*GIVEN PROBLEM*: Below are the records. Restate word for word every line from the one that contains "Locate every scabious" through the final line, both included.

(Raw records)
■ ■ ■ ■ ■ ■ ■

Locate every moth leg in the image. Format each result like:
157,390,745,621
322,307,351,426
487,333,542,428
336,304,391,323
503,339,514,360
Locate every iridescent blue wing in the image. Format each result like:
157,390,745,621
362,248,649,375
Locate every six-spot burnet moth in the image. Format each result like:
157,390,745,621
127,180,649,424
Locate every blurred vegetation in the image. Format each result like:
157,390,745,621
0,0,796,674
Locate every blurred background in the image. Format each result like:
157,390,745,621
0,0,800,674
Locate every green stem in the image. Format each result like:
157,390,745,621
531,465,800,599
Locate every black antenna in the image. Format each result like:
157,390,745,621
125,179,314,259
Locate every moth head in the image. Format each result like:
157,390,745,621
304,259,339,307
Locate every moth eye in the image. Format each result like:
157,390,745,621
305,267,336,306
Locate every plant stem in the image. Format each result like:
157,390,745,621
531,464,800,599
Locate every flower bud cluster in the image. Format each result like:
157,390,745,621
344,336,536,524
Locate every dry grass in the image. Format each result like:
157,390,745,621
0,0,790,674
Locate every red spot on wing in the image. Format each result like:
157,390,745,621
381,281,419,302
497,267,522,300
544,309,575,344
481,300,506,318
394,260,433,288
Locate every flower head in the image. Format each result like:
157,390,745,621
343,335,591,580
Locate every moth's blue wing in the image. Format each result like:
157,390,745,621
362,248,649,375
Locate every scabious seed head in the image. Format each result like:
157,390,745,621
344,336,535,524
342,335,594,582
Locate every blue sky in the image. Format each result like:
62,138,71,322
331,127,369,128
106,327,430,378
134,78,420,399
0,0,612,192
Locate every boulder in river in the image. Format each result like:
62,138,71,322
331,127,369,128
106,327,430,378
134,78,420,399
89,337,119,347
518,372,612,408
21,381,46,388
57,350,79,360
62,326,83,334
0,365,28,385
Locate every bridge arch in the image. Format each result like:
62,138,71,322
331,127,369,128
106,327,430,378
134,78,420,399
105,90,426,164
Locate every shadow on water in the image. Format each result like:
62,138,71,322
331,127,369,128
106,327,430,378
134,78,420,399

■ ■ ■ ■ ■ ■ ■

*RESULT OF THE EXERCISE*:
Locate every scabious seed head in the image. Format each result like:
157,390,745,621
344,336,535,524
342,335,594,582
Locate every blue sky in the image. Format each result like:
62,138,71,322
331,127,369,128
106,327,430,378
134,78,420,399
0,0,612,192
Locate every boulder in river in the image. Format each result like:
62,138,71,322
331,127,369,128
106,327,430,378
134,78,420,399
89,337,119,347
518,372,612,408
21,381,46,388
57,350,79,360
62,326,83,334
0,365,28,385
Locate every bridge arch in the image. Format each result like:
62,138,71,322
331,127,369,128
106,327,430,378
134,78,420,399
105,90,426,164
Locate every shadow on water in the image. Format each result like:
62,138,71,322
331,127,369,128
106,327,430,378
134,78,420,399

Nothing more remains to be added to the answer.